(Annotation records)

━━━━━━━━━━

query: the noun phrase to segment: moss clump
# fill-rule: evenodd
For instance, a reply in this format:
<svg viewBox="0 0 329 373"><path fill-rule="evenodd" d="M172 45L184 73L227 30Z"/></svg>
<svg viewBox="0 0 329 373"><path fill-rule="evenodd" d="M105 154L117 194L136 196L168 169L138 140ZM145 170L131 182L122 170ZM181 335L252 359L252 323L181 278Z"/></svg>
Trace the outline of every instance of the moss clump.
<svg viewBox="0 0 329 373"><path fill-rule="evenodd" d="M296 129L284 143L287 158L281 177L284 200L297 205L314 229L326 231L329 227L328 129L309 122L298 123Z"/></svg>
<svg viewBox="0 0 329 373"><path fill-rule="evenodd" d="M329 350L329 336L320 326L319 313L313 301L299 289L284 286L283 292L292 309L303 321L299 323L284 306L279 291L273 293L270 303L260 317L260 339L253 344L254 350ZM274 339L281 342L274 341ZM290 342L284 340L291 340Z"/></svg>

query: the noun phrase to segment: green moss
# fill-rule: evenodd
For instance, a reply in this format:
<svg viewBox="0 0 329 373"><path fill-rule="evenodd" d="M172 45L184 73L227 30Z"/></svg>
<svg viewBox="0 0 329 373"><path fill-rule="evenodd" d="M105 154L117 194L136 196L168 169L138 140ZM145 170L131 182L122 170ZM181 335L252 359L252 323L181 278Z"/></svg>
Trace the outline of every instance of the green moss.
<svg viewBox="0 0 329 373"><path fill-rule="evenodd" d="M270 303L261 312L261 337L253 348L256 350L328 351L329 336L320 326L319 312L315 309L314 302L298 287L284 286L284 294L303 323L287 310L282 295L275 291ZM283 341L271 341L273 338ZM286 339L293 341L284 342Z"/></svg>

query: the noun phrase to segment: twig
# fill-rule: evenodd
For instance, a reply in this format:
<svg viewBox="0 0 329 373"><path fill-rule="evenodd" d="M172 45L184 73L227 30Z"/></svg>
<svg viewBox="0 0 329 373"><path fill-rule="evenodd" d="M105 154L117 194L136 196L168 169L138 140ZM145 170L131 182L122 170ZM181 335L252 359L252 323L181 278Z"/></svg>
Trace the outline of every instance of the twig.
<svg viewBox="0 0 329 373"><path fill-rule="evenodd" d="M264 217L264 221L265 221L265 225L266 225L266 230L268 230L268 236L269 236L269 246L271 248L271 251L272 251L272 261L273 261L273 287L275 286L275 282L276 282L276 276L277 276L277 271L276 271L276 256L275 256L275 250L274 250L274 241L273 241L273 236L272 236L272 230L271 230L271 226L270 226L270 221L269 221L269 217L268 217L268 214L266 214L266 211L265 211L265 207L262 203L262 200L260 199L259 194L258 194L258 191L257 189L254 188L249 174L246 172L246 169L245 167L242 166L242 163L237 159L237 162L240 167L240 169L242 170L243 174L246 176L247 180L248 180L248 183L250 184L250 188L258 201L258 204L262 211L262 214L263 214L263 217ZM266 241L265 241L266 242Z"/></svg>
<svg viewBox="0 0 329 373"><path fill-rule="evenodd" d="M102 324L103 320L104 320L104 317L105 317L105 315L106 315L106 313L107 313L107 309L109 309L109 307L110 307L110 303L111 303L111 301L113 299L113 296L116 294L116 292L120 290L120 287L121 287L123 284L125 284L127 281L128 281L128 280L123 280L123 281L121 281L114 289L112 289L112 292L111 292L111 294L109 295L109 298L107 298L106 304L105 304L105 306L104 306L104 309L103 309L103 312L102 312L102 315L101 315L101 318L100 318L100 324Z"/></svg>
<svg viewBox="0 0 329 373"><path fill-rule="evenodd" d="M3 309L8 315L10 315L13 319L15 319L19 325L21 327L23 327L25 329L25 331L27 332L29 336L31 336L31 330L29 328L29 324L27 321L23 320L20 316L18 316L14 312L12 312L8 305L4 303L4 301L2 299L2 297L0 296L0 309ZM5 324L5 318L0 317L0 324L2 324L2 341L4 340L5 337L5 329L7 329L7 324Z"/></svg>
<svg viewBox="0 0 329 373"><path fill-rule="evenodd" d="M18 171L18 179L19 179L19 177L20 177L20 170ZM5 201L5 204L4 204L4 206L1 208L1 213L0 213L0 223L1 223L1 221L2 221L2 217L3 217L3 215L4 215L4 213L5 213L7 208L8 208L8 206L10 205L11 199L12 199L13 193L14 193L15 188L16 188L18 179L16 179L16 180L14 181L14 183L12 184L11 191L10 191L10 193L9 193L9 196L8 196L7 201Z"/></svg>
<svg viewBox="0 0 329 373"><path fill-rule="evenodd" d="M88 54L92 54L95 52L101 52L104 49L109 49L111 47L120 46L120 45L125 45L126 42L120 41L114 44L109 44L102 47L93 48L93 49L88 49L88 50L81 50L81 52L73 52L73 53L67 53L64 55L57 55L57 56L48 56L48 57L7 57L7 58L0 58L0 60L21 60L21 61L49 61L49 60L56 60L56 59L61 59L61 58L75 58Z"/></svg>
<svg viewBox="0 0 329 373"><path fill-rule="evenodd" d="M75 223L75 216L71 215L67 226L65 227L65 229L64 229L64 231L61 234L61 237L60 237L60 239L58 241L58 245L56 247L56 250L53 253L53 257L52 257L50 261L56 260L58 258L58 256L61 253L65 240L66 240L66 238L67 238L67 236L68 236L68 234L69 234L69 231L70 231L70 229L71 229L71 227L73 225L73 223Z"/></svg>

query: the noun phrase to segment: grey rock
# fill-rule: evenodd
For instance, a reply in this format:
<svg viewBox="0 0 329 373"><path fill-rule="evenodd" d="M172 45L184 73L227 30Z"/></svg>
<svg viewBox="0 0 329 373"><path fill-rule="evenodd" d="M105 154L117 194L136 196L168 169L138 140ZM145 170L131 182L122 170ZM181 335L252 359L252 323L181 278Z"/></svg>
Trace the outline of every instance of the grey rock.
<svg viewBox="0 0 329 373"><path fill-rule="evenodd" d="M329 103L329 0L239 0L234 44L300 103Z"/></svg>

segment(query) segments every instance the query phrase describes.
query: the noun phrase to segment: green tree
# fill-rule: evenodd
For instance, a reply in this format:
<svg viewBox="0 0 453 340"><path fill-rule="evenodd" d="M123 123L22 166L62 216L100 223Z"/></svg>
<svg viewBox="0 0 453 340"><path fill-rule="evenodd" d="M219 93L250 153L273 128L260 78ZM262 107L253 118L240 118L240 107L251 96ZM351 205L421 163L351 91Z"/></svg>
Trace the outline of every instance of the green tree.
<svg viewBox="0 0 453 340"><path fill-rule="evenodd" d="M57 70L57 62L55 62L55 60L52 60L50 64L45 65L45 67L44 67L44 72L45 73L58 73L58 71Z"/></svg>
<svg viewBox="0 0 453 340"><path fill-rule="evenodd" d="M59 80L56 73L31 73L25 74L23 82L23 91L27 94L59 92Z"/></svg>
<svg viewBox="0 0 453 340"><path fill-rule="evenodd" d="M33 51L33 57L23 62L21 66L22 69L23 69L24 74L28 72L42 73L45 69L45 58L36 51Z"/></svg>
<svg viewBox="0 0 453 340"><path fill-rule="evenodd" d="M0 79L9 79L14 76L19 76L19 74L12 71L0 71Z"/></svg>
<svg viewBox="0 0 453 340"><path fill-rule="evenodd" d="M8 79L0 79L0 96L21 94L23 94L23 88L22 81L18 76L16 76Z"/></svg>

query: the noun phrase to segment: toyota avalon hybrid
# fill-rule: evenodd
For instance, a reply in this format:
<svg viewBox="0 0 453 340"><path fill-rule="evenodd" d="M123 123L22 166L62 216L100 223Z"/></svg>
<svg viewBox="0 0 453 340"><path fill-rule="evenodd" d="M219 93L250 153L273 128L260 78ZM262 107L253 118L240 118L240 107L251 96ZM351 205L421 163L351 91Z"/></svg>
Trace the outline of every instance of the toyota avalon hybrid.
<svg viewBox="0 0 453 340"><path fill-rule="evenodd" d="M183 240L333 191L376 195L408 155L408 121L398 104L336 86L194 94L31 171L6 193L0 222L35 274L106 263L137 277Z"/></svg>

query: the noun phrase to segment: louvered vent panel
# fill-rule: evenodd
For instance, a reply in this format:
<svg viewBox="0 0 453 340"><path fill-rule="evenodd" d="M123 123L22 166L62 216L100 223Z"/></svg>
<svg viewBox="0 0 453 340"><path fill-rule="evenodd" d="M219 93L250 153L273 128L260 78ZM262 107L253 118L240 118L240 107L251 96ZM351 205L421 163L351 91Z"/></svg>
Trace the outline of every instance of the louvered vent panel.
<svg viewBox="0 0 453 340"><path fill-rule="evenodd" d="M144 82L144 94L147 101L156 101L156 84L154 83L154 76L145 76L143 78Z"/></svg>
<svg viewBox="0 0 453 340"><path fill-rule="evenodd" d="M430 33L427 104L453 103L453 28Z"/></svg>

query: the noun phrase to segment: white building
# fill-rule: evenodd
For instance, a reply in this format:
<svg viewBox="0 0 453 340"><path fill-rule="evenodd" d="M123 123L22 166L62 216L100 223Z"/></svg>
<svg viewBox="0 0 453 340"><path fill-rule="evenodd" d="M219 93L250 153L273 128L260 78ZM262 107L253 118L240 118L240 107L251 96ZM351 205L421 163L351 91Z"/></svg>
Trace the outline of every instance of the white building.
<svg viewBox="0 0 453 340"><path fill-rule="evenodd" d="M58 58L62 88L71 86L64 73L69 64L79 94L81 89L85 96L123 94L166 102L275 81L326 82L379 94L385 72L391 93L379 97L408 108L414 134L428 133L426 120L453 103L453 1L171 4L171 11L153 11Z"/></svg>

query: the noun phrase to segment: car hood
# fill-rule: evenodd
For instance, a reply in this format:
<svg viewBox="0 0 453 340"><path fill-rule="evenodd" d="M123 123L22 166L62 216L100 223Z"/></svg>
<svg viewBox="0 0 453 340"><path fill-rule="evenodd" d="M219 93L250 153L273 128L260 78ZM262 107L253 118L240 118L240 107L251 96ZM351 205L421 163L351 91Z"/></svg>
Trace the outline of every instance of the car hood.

━━━━━━━━━━

• Problem statement:
Reproduce verbatim the lines of the records from the line with "query: the noun phrase to segment: twig" to the line with "Trace the outline of every instance of the twig.", inclusive of both.

• Task solution:
query: the noun phrase to segment: twig
# fill-rule: evenodd
For instance, a reply in this format:
<svg viewBox="0 0 329 373"><path fill-rule="evenodd" d="M172 45L184 73L227 30Z"/></svg>
<svg viewBox="0 0 329 373"><path fill-rule="evenodd" d="M105 154L117 194L136 196L168 169L138 140ZM145 170L131 182L122 170ZM181 335L252 359L252 323L181 278Z"/></svg>
Trace the outline of every instance of the twig.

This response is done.